| Records |
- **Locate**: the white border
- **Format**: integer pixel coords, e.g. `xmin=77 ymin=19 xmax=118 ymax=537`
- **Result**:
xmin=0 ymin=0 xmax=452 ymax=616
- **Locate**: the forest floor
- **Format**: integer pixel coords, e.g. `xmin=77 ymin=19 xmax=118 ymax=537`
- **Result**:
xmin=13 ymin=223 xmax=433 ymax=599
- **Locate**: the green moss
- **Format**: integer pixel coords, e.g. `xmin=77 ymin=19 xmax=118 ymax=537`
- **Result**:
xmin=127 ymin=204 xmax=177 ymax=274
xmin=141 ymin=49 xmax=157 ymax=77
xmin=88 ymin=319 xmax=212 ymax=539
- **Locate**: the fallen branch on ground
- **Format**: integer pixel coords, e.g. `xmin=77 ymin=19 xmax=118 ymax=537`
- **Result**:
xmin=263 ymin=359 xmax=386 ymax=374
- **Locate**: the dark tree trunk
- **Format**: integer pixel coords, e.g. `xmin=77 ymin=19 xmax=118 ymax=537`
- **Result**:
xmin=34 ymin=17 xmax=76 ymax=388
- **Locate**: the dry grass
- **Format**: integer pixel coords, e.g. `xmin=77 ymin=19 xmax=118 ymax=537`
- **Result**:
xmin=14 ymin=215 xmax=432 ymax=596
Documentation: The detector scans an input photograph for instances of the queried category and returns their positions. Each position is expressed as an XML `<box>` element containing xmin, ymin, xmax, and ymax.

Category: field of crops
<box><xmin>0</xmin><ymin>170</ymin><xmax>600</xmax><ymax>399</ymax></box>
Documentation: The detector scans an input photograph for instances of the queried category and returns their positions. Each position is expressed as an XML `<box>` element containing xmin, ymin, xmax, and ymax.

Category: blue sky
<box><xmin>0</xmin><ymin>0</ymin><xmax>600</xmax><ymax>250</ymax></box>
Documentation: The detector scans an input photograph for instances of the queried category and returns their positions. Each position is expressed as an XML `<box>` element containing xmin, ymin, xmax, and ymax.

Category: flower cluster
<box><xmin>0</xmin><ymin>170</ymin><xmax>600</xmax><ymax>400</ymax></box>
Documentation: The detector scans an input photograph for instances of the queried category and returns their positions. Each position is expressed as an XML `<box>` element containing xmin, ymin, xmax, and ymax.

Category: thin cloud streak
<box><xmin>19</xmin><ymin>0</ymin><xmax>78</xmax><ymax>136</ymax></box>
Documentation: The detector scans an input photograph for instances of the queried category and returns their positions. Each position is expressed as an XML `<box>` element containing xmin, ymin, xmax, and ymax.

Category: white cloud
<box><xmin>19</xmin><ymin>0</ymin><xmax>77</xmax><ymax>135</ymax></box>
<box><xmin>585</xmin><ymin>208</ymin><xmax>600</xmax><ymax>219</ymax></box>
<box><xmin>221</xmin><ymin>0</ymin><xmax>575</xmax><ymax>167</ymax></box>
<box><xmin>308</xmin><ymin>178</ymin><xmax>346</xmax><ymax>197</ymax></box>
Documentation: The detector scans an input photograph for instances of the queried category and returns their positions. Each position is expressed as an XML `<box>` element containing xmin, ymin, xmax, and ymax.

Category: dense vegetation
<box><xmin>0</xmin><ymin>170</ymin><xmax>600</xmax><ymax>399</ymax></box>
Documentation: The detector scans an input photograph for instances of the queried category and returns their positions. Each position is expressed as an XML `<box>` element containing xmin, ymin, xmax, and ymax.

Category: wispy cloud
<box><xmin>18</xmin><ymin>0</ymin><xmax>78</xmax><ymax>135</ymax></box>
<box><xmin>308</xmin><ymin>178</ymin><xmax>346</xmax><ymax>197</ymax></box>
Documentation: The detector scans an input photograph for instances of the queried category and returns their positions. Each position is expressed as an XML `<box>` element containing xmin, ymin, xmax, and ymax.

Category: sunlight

| What the task requires |
Please output the lines of the records above, from the line holding "- **Locate**: the dry grass" through the line holding "xmin=14 ymin=215 xmax=432 ymax=596", inclusive, as a Markdown table with the columns Row and Line. Leave out any blank lines.

| Reply to the exercise |
| Row | Line |
|---|---|
| 1 | - **Locate**: the dry grass |
| 2 | - **Format**: integer pixel coords, e.g. `xmin=77 ymin=19 xmax=118 ymax=537` |
| 3 | - **Result**: |
| 4 | xmin=14 ymin=215 xmax=432 ymax=596 |